◆ Extrait du document ◆
################

Il faut ajouter que la tendance contemporaine qui voudrait, de son
côté, totalement disqualifier les ahâdîth (traditions prophétiques)
en tant que sources scripturaires fondamentales (quant à l’élaboration
du droit et de l’éthique islamiques) subit – et subira sans
l’ombre d’un doute - le même rejet de la part des
musulmans à travers le monde. Certes, la Sunna est considérée
comme une source secondaire après le Coran, mais elle demeure néanmoins
incontournable dans la détermination des normes et des pratiques
islamiques : impossible, par exemple, de connaître les
modalités pratiques de la prière rituelle – deuxième pilier
de l’islam - sans se référer aux traditions islamiques (ahâdîth)
qui précisent et fixent la forme de ces dernières et qui sont
unanimement reconnues par les savants et les populations.

################

◆ Liste des données ◆
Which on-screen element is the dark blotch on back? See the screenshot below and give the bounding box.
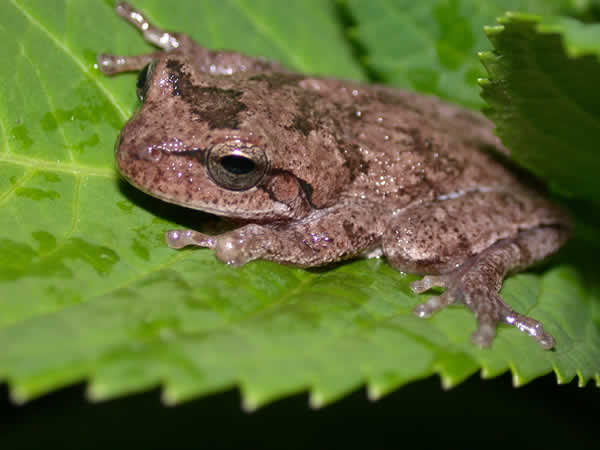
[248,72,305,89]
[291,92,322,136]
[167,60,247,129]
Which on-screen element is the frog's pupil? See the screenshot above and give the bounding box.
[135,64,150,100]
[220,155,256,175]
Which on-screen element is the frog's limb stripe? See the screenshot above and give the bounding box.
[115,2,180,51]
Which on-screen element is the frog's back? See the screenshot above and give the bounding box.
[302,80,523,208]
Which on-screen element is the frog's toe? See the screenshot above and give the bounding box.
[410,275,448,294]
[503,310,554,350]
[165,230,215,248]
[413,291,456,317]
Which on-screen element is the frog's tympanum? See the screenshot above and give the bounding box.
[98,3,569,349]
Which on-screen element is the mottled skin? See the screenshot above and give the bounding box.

################

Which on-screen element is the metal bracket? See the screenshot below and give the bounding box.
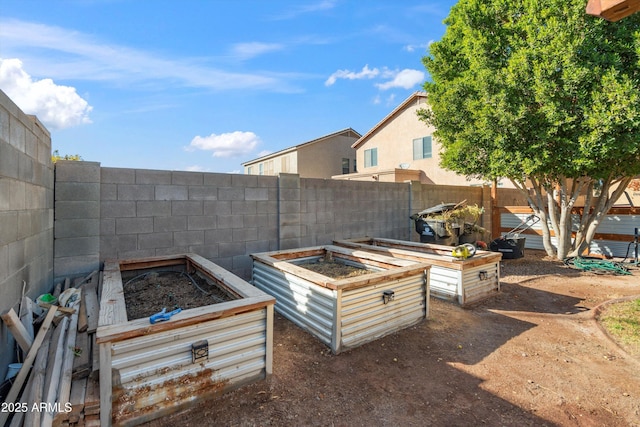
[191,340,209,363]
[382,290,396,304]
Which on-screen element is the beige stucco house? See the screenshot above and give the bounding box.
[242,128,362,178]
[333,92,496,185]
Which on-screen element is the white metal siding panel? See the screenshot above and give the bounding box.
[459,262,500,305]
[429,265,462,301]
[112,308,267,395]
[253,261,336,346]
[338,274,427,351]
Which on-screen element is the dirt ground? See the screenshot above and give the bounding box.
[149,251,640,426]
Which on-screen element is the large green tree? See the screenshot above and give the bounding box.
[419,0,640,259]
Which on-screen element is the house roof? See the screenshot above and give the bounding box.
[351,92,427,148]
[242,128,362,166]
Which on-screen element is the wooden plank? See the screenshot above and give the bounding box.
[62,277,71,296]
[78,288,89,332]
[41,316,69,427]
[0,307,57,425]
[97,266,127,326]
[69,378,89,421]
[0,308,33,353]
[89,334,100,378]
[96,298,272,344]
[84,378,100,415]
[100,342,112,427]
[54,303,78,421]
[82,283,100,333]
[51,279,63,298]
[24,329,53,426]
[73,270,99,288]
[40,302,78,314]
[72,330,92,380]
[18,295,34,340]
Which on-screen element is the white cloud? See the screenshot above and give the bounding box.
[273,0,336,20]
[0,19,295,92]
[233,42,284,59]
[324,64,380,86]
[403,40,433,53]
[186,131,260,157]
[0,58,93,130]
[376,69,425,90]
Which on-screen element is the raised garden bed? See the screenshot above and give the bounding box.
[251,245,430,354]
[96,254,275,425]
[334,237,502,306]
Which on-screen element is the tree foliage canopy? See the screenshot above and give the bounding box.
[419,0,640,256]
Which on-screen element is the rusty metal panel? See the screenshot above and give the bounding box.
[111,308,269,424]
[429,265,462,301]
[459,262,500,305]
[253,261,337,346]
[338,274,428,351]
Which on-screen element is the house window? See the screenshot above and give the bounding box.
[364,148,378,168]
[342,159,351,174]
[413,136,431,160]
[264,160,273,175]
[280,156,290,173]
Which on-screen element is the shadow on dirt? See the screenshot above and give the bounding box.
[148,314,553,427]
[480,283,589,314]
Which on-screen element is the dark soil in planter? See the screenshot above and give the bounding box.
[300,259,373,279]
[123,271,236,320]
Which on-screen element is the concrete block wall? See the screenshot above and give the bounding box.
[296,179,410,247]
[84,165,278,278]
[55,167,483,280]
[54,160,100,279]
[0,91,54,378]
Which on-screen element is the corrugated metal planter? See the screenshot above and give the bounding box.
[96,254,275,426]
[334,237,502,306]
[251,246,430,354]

################

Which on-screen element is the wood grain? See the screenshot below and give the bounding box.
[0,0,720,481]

################

◆ À faire ◆
A – Pourriez-vous recopier les entrées, depuis la ligne contenant « Which on-screen element is the concrete » jusqu'à celle contenant « [251,246,430,354] » incluses, en multipliant par 0,65 chaque coordonnée des réponses, arrondie à l'entier le plus proche et les demis vers le haut ?
B – Comment poursuivriez-vous l'extrait sur les ahâdîth à partir de sa dernière phrase ?
L'extrait sur les ahâdîth et les entrées proviennent de sources distinctes.

◆ Résultats des exercices ◆
A –
Which on-screen element is the concrete block wall? See the screenshot above and give the bounding box.
[192,116,267,161]
[55,107,181,181]
[36,109,314,182]
[35,104,65,181]
[0,59,35,246]
Which on-screen element is the corrugated metal planter? See the screenshot above and give the bounding box.
[62,165,179,277]
[217,154,326,199]
[163,160,280,230]

B –
Ainsi donc il est important d’affirmer ici que le statut du
Coran chez les musulmans – considéré comme parole de Dieu –
de même que la médiation nécessaire de la tradition prophétique
(Sunna) ne sont en rien des obstacles à la lecture historique,
contextualisée et critique. Ce qui demeure impératif dans ce débat
est la détermination des catégories et des normes qui doivent
permettre à la fois la fidélité au donné de la foi et le
maintien de la cohérence quant aux questions posées par
l’intelligence lorsqu’elle est exposée à l’évolution des
sciences et des sociétés. C’est à l’intérieur de ce cadre
de référence que l’application concrète du tajdîd et
d’al-islâh – tels que nous les avons présentés plus haut
– sera efficiente et portera des fruits concrets. C’est
l’objet de notre discussion dans le présent ouvrage.
[1]
Coran 16 :103 et 26 : 195
[2] L’auteur en serait donc le Prophète Muhammad ou alors,
d’un point de vue méthodologique plus global, le texte devrait
être traité comme une œuvre humaine en tenant compte de sa
chronologie, voire de ses évolutions et/ou de ses possibles
contradictions.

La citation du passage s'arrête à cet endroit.